# START OF GIVEN RECORDS
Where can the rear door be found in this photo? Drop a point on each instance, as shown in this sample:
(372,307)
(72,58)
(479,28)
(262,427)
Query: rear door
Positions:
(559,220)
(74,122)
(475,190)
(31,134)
# END OF GIVEN RECORDS
REQUIRED TASK:
Format the lines above as a JSON list of strings, one string per line, with blank lines left out.

TASK SOLUTION:
[
  "Where can the rear door be found in this photo? Drop a point on each instance, as shown in this sample:",
  "(372,307)",
  "(72,58)",
  "(479,28)",
  "(262,427)",
  "Query: rear door",
  "Positions:",
  "(559,220)",
  "(74,122)",
  "(475,190)",
  "(31,134)"
]